§ **ZU BEARBEITENDE AUFGABEN**:
- A) Fasse den Kommentar „Gutes kann so billig sein“ in genau zwei Sätzen zusammen.
- B) Beantworte zum Kommentar „Gutes kann so billig sein“ die folgenden Fragen jeweils kurz:
(i) Welche beiden Organisationen der Sportfunktionäre werden genannt?
(ii) Wo sitzt der Bettler?
(iii) Was gibt man dem Bettler außer ein paar Münzen?
- C) Schreibe den Kommentar „Gutes kann so billig sein“ im Anschluss an seinen letzten Satz weiter.

§ **TEXTABSCHNITT**:
'''
Kommentar Ukraine: Gutes kann so billig sein

Auch wenn es nur symbolisches Handeln ist: Die Sportfunktionäre von UEFA und DFB könnten aus einer kleinen Geste ziemlich viel Kapital schlagen.

Draußen vor dem Supermarkt sitzt dieser Bettler. Es ist immer derselbe. Mittlerweile kennt man sich. Das heißt, eigentlich weiß man nicht wirklich etwas voneinander. Außer dass jeder seine Rolle hat. Hier der Passant. Da der Bettler. Man gibt ihm gern ein paar Münzen. Oder ein paar Lebensmittel. Denn er hat einen harten Job. Er verkauft dem Passanten das wunderbare Gefühl, Gutes tun zu können. Und das schon für einen Euro.
'''
§ **Gespeicherte Dateneinträge**:
'''
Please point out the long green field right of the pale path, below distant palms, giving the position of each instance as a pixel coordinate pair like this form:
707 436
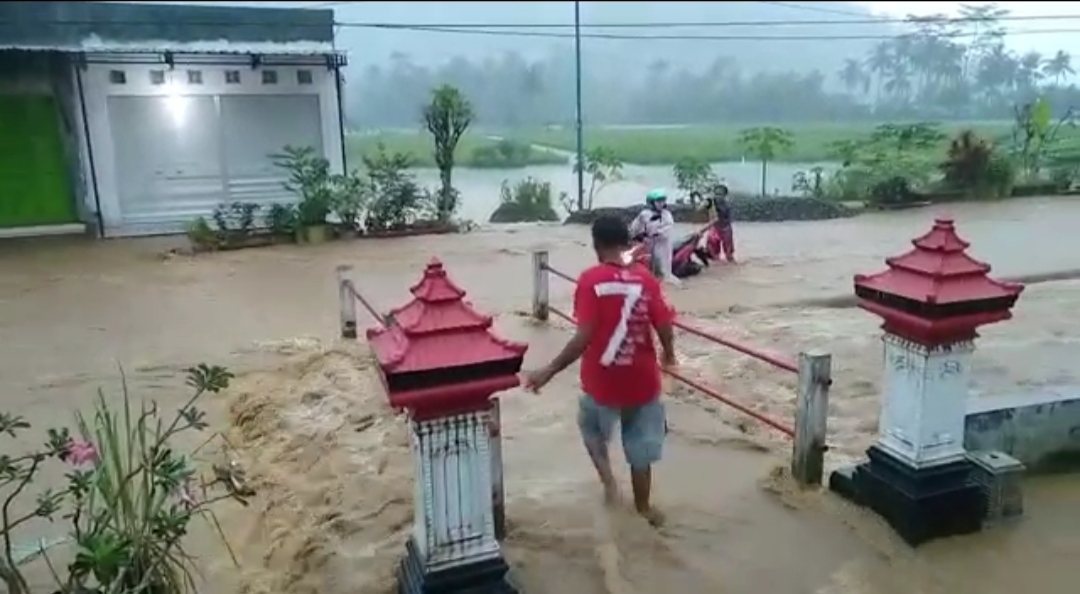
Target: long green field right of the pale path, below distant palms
665 146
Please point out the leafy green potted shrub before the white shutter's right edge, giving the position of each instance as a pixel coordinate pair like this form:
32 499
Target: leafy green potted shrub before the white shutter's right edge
309 178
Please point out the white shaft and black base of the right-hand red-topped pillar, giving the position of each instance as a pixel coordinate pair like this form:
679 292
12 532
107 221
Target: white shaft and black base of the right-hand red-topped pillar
917 476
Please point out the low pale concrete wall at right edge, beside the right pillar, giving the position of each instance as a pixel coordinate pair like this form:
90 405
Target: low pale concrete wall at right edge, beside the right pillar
1043 430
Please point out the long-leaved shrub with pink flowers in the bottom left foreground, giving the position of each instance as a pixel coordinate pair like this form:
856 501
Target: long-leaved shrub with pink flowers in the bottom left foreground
130 496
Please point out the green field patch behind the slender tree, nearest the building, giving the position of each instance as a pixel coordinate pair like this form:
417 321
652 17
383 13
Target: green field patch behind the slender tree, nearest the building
'''
§ **ANTWORTEN DER REIHE**:
- A) Der Kommentar meint, dass die Sportfunktionäre von UEFA und DFB aus einer kleinen, wenn auch nur symbolischen Geste ziemlich viel Kapital schlagen könnten. Außerdem beschreibt er einen Bettler vor einem Supermarkt, der dem Passanten schon für einen Euro das Gefühl verkauft, Gutes tun zu können.

- B)
(i) UEFA und DFB
(ii) Draußen vor dem Supermarkt
(iii) Ein paar Lebensmittel

- C)
Ganz da hinten, am anderen Ende Europas, sitzt Julia Timoschenko. In Haft. Seit letztem Sommer schon. Mittlerweiler kennt auch der unpolitische Beobachter den Fall. Das heißt, eigentlich weiß man nicht wirklich viel von Julia Timoschenko. Außer dass sie eine führende Rolle bei der orange Revolution im Jahr 2004 hatte. Danach Ministerpräsidentin war. Und dann wieder in der Opposition. Dass sie zu sieben Jahren Haft verurteilt wurde in einem äußerst fragwürdigen Prozess. Und, klar, dass sie gern eine auffällige Frisur trägt. Diese geflochtenen Zöpfe, um den Kopf gelegt wie ein Ährenkranz.

Schon rein äußerlich eignet sich Timoschenko zur Ikone. Unter den osteuropäischen Oppositionspolitikern ist sie die mit dem höchsten Bekanntheitsgrad. Das macht sie lästig für die Fußballfunktionäre beim DFB und bei der Uefa. Denn sie müssen auf dem Weg zur Fußballeuropameisterschaft Position zu Timoschenko beziehen. Doch Flagge zeigen, das fällt Funktionären abseits des Sportplatzes immer noch schwer.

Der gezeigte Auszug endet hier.